Recast the records below as a Markdown table with the columns "No." and "Text," placing each nonblank line in its own numbered row. Omit the pictures from the table.

• [Excerpted data]:
☆ ☆ ☆ ☆ ☆
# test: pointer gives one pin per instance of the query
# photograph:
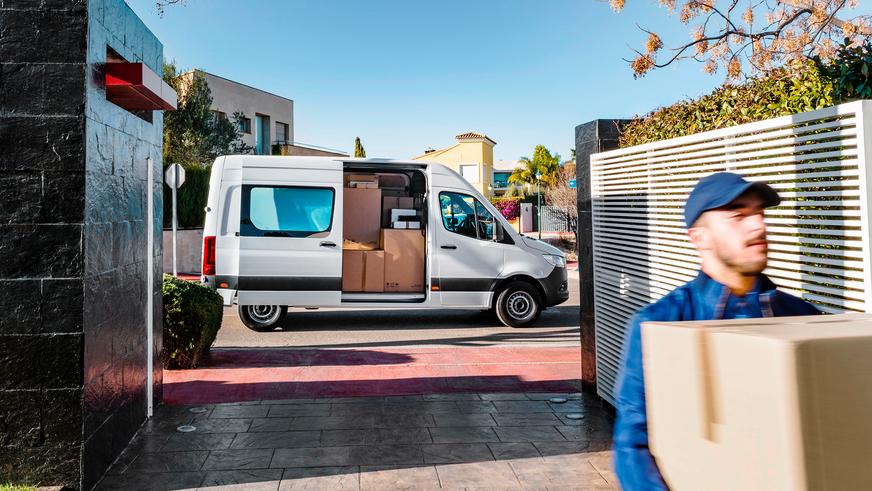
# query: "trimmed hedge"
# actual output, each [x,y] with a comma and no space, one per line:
[846,77]
[191,198]
[731,105]
[192,317]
☆ ☆ ☆ ☆ ☆
• [Solution]:
| No. | Text |
|---|---|
| 1 | # test: pointer gives one pin per instance of the query |
| 2 | # photograph: |
| 3 | # query: "trimmed hedge" |
| 4 | # actual output, each [x,y] with a comma and no space, one per line: |
| 5 | [846,77] |
| 6 | [191,198] |
| 7 | [731,105] |
| 8 | [192,317] |